[Referring expression grounding data]
○ ○ ○

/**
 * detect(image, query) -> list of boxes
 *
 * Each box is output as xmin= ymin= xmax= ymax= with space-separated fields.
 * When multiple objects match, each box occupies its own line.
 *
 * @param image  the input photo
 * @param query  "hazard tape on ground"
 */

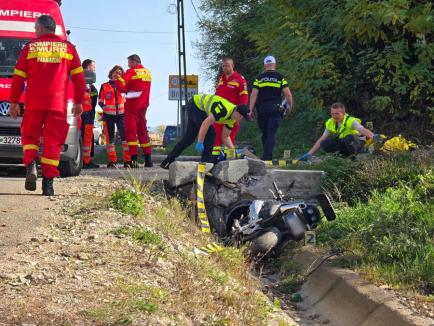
xmin=264 ymin=159 xmax=296 ymax=168
xmin=196 ymin=162 xmax=224 ymax=254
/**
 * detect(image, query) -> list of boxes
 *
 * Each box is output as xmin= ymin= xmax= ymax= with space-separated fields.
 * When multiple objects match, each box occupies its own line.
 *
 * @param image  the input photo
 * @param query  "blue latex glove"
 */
xmin=195 ymin=142 xmax=204 ymax=153
xmin=298 ymin=153 xmax=311 ymax=162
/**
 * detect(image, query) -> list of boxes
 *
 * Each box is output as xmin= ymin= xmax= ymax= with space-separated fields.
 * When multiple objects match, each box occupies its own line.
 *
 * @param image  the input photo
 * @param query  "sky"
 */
xmin=61 ymin=0 xmax=211 ymax=128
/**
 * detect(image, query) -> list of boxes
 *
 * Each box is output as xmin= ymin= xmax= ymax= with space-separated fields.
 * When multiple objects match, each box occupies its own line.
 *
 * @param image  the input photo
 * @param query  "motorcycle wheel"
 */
xmin=251 ymin=227 xmax=282 ymax=256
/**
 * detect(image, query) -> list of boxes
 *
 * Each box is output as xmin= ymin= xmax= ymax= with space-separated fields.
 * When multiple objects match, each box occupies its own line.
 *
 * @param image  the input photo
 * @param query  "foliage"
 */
xmin=317 ymin=171 xmax=434 ymax=293
xmin=299 ymin=149 xmax=434 ymax=203
xmin=111 ymin=189 xmax=143 ymax=217
xmin=197 ymin=0 xmax=434 ymax=143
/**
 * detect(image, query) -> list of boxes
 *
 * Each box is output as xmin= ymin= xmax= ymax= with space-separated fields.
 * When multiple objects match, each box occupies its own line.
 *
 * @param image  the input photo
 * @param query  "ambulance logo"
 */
xmin=106 ymin=92 xmax=113 ymax=100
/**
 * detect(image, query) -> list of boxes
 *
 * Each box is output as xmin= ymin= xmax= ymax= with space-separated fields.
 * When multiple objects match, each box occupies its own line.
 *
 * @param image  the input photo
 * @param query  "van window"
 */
xmin=0 ymin=38 xmax=28 ymax=77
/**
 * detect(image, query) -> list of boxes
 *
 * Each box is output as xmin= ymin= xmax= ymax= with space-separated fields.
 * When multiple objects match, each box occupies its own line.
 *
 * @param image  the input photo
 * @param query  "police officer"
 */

○ ○ ○

→ YOUR OBJECTIVE: Leaving the pictures out, write out every entry exactly.

→ WRITTEN RESPONSE:
/**
 * detect(image, query) -> list of boxes
 *
 * Each box is output as xmin= ymin= xmax= ymax= with space-separated fields.
 * When multiple objects match, each box occupies its own line.
 *
 * @param image  the input photo
 * @param query  "hazard tape on ground"
 */

xmin=264 ymin=159 xmax=296 ymax=168
xmin=196 ymin=162 xmax=224 ymax=254
/**
 * detect(image, query) -> list of boxes
 *
 * Each box is output as xmin= ymin= xmax= ymax= with space-separated fields.
 * When multiple objects match, each box occupies its own line.
 *
 * @param image  the input photo
 * @param query  "blue latex glove"
 */
xmin=195 ymin=142 xmax=204 ymax=153
xmin=298 ymin=153 xmax=311 ymax=162
/**
 * detect(image, query) -> list of boxes
 *
 * Each box is output as xmin= ymin= xmax= ymax= with space-separated fields.
 * When multiple objects match, each box occupies its own line.
 *
 * @param image  the input photo
 * @param query  "sky"
 */
xmin=61 ymin=0 xmax=211 ymax=128
/**
 * detect(image, query) -> list of boxes
 *
 * Each box is output as xmin= ymin= xmax= ymax= with space-separated fields.
 * When multiple objects match, each box occupies its own line.
 *
 * @param image  the input photo
 * @param query  "motorcycle wheel"
 */
xmin=251 ymin=227 xmax=282 ymax=256
/**
 * detect(image, query) -> list of boxes
 *
 * Each box is output as xmin= ymin= xmax= ymax= with space-separated fields.
 * When multiple objects match, each box occupies its own line.
 *
 * @param image  the input photo
 * @param query  "foliage"
 */
xmin=317 ymin=171 xmax=434 ymax=293
xmin=299 ymin=149 xmax=434 ymax=203
xmin=111 ymin=189 xmax=143 ymax=217
xmin=197 ymin=0 xmax=434 ymax=143
/**
 * detect(image, query) -> list of boxes
 *
 * Each box is output as xmin= ymin= xmax= ymax= with space-separated fields.
 * When multiple objects match, each box occupies its own line.
 *
 * @param image  the input photo
 * @param query  "ambulance logo"
 */
xmin=106 ymin=92 xmax=113 ymax=100
/**
 * detect(image, query) -> list of boxes
 *
 * Each box is output as xmin= ymin= xmax= ymax= with space-separated fields.
 * When multiple objects match, each box occupies its own line.
 *
 * @param image  the input photo
 * @param query  "van window"
 */
xmin=0 ymin=38 xmax=28 ymax=77
/**
 * detect(image, query) -> list of boxes
 *
 * Each box is output as xmin= ymin= xmax= ymax= with space-separated fields.
 * When multiple objects match, each box occupies its own line.
 *
 * @param image  the input photo
 * @param query  "police officer"
 */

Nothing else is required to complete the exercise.